- [Challenge]:
All records are to be retyped faithfully and completely.
:: Data rows ::
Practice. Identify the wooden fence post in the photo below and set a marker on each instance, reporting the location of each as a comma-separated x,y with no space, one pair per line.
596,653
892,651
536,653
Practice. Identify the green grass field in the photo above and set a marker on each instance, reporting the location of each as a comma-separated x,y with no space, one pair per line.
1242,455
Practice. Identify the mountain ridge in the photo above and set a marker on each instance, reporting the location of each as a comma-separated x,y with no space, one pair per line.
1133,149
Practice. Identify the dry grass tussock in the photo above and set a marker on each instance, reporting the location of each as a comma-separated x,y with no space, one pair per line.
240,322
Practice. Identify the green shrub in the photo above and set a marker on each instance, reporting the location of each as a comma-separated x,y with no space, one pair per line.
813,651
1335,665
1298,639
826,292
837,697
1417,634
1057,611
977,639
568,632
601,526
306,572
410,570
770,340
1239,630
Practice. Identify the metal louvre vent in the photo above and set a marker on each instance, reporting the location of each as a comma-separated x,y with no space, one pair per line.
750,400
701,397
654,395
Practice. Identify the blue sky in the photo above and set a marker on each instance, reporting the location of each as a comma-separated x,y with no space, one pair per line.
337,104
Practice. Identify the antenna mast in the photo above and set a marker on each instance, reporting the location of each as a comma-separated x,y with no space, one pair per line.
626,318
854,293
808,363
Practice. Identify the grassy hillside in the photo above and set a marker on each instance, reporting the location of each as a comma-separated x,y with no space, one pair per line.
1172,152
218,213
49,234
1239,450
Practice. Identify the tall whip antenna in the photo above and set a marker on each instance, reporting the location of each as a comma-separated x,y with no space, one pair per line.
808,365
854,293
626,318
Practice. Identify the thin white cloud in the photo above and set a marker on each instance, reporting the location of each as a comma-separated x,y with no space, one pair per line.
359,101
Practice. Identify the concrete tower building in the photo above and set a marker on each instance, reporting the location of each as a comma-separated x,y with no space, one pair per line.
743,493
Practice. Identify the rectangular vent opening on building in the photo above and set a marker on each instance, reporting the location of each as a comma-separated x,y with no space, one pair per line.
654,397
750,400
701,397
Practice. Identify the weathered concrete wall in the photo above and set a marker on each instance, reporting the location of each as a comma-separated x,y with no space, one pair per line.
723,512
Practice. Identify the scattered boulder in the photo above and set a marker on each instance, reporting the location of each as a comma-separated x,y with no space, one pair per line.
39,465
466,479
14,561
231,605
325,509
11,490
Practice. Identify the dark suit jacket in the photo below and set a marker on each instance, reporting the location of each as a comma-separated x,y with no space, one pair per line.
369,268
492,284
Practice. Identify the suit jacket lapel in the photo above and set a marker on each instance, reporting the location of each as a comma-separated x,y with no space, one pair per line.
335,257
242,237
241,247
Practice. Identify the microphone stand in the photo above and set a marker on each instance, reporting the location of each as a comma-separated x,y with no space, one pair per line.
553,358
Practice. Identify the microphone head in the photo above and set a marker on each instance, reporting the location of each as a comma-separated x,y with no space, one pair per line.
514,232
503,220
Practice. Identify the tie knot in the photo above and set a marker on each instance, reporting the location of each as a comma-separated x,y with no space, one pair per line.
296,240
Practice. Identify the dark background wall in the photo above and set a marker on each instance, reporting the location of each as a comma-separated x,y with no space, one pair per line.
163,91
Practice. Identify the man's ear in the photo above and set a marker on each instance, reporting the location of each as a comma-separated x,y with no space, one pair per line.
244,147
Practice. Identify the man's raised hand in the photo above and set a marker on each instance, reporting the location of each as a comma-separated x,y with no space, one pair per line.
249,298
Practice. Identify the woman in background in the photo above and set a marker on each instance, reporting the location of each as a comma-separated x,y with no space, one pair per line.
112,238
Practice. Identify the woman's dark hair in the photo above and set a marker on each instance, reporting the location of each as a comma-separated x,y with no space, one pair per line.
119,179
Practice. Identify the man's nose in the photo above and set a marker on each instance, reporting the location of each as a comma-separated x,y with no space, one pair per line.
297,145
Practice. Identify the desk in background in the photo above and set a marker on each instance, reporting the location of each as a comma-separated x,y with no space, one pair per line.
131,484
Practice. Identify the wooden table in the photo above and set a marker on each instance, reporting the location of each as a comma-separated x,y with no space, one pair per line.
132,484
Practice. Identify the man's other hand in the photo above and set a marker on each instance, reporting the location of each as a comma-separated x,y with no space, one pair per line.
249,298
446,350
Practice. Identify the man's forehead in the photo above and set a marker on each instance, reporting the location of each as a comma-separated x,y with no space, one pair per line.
:::
- [Final result]:
Practice. Identify the wooden fence post in the photo below and set a marker on each instance, reporting the location of each as a comma-separated x,y with no space, one pair per line.
596,653
892,651
536,653
Practice. Identify the green grass field in the photo above and set a marker on each instance, reporting the location of each as a comma-separated x,y with no space, one pair per line.
1242,455
Practice. Identify the mountain ridge in the photo above and set a marker on each instance, reporting the location of each as a comma-separated x,y with no space, one pair per line.
1133,149
Practice. Identify the dry grass tussock in the photo above and set a marker on each instance, reporting the location of each as a comma-separated x,y with no space, one pair per line.
240,322
Practice. Identify the green shrub in the photo above and set a marker on each instance, reporting the location of each as a comma-separated x,y with no space, one pair per line.
813,651
1335,665
1298,639
826,292
837,697
1417,634
1057,611
977,639
568,632
601,526
306,572
410,570
770,340
1239,630
Practice. Identify the metal louvre vent in the photo above and set a marker on each instance, reporting the location of each as a comma-separated x,y with no space, one pair per line.
750,400
701,397
654,395
Practice. Identify the blue sky in the photo above and set a marker on each instance, reporting the location of each as a comma-separated x,y with no space, one pair per line.
337,104
Practice. Identify the antenna mast in the photo above and set a marker on each instance, reporting the location of each as a comma-separated x,y with no space, one pair per line.
626,318
854,293
808,363
Practice. Identify the grassy hillside in the photo above and set a marker on each instance, reporting the location of each as a comma-separated x,y with no space, one pair per line.
1172,152
218,213
49,234
1239,450
Practice. Identify the tall whip antenna in the photo above and set a marker on each instance, reporting the location of each as a comma-separated x,y with no space, one pair per line.
808,365
854,293
626,318
Practice. Identify the thin white cloud in the photo above and set a marker on each instance, reporting the location of each as a comma-separated x,y with no space, one pair per line.
359,101
Practice. Identify the concrete tower building in the photo above and set a marker on each instance, reporting the location of each as a comma-separated x,y with no space, one pair per line.
743,493
Practice. Identify the rectangular vent opening on building in the photo above and set a marker on each instance, reporting the location of each as a comma-separated x,y with no space, one pair per line.
654,397
750,400
701,397
Practice. Identify the weathered concrete wall in the photo above and set a marker on each instance, reporting the location of each as a comma-separated x,y with no space, one pair per line.
723,512
Practice. Identify the scattered boulder in the photo above and set a marker on each instance, reporting the location of each as a comma-separated x,y with no space, one pair per line.
39,465
466,479
14,561
231,605
325,509
11,490
Practice. Identify the dark suit jacket in the photo below and set a marker on each instance, reporting the location of each as a comma-separated x,y with no space, one pair per line.
369,268
492,284
Practice. Identify the suit jacket lapel in the photo above and set a marker on each instance, reporting the location of each as a comma-separated x,y with no space, one pair per line.
335,257
242,237
241,247
Practice. Identify the microphone stand in the photo above and set a marker on each instance, reporting the location of each as a comma-separated x,y with no space, one pair per line.
553,358
Practice. Identify the microphone head in the photo above and set a marker on each instance, reporting the location of each as a comma-separated x,y with no space, one pair per line.
514,232
503,220
Practice. Identify the tie knot in the photo above and set a marker on each instance, reporting the location of each as a comma-separated x,y with no space, one pair per line.
296,240
Practice. Identify the dark background wall in the photo above and set a marker on each instance, reporting the location of each as a comma-separated x,y with no space, one pair per line.
163,91
Practice. Identify the man's ear in the photo above and set a marker on each instance, reporting the location of each as a comma-separated x,y with no space, one pair per line.
244,147
Practice. Identify the man's raised hand in the photo above and set a marker on each instance, reporting the location of each as a comma-separated x,y with no space, one pair per line.
249,298
Practice. Identify the woman in background in the photo above and set a marker on each instance, reporting the location of each as a comma-separated x,y with no space, one pair per line.
112,238
Practice. Identify the woman's dark hair in the photo above and set a marker on each instance, reporting the location of each as a comma-separated x,y with no space, one pair per line.
119,179
Practice. Identify the man's nose in the photo above and set a marker on each instance, reporting the location of each as a comma-separated x,y with no space, one pair per line.
297,145
Practice. Identify the desk in background in the photo above and set a marker on each instance, reporting the location of each as a comma-separated x,y with no space, one pair per line.
131,484
Practice. Identify the wooden table in the photo above and set a marker on each instance, reporting the location of each as a comma-separated x,y with no space, one pair per line.
132,484
Practice. Identify the man's other hand in the photo above and set a marker on each instance, reporting the location of each as a comma-separated x,y with no space, one pair per line.
249,298
446,350
Practice. Identify the man's forehead in the photo above and set a marker on each instance, reporting the location of each as a comma-separated x,y with no space, one pair per line.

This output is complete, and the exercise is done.